Reproduce every one of the lines below word for word, keeping their order and wording unchanged.

GIVEN DATA »
# # # # #

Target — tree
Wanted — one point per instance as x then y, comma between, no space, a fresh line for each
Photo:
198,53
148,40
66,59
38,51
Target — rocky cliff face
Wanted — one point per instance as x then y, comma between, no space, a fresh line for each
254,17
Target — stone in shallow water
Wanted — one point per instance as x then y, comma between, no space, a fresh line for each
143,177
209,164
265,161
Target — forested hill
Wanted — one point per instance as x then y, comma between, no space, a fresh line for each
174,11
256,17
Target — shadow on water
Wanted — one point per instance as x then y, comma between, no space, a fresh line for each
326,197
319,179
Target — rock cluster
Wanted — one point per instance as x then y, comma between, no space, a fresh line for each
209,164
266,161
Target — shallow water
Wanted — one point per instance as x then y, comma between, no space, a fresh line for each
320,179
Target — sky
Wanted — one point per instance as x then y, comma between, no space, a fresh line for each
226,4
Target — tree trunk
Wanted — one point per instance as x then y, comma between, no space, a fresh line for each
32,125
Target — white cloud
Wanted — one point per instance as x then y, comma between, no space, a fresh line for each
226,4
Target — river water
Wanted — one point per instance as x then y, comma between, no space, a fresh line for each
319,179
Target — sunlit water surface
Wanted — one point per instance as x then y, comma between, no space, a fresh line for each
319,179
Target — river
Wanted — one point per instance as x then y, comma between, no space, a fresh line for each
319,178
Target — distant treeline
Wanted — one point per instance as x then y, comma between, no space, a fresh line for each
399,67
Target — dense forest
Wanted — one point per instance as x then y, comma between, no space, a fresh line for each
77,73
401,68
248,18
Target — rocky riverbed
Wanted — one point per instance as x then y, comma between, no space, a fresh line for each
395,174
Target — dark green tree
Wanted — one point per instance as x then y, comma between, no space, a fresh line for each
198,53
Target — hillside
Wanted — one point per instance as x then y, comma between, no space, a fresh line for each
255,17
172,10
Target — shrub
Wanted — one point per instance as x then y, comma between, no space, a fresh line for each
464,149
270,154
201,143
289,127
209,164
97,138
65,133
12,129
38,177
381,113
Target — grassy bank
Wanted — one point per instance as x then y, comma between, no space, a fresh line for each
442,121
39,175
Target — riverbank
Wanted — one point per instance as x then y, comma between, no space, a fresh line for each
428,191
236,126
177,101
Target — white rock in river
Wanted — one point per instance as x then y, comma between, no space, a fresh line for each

# # # # #

RESULT OF THIS EXERCISE »
Target — tree
Wanted — one point per instance as x then y, comma between, no space, a fresh line for each
Photo:
198,53
148,40
66,59
38,51
Target — rocky cliff face
Wanted — one point per instance as x then y, comma between, no space, a fresh line for each
254,17
Target — stone in shallow water
Wanted — one point per instance as x then y, comma between, no space, a fresh line for each
143,177
209,164
265,161
Target — forested hill
Wanted — one point per instance as x then y, comma between, no space, a fresh line for each
174,11
256,17
Target — shadow on water
Wanted — one point per instance as x then y, comma between, no space, a fresh line for each
326,197
319,179
Target — rock cluster
Wanted — one point per instance as x then y, comma between, no space, a fresh line for each
209,164
266,161
Target — shallow water
Wanted — one point per instance as x then y, comma between, no space, a fresh line for each
320,179
Target — sky
Wanted — one point per instance as x then y, comma between, no space, a fresh line for each
226,4
Target — tree trunk
Wanted — one point per instance as x then y, comma between, no space, a fresh line for each
32,125
Target — white cloud
Wanted — one point per instance as x then y, comma between, no space, a fresh line for each
226,4
Target — river water
Wanted — one point per instance as x then y, comma between, no space, a fresh line for each
319,179
Target — sunlit water surface
Wanted — one point per instance as x then y, comma between, no space, a fresh line for each
319,179
Target — river
Wanted — one point per instance as x then y, comma between, no space, a fresh line for each
319,178
Target — distant treeline
Wanted — one point per instance as x then y, comma between, no space, a fresh line for each
399,67
Target — dense forest
Wanted — one point per instance as x then y, comma between, no space, a fresh line for each
77,73
401,68
248,18
Target — rocky riverbed
Wanted — one point per instance as x then y, comma between, no space, a fresh line for each
395,174
Target — dark green tree
Wanted — one point per instance as x then y, comma between, no space, a fresh line for each
198,53
Target — hillside
Wanted — one point per instance as x then y, comma between, no space, a fresh line for each
255,17
172,10
Target — shrub
Wanted — one point per instance as x then y, comma between, no space, a fresh line for each
464,149
270,154
201,143
289,127
209,164
97,138
65,133
12,129
38,177
381,113
Target — grassy bank
Wanted — one point per instance as x then y, comma between, no space, a fresh line for each
442,121
39,175
Target — riverbank
Wanted — one point per instance as x then y, comma between, no space, a fresh line for each
428,191
236,126
177,101
Target — white rock in river
Wanted — one point per instance as x then y, comma between, no space, a fresh line for each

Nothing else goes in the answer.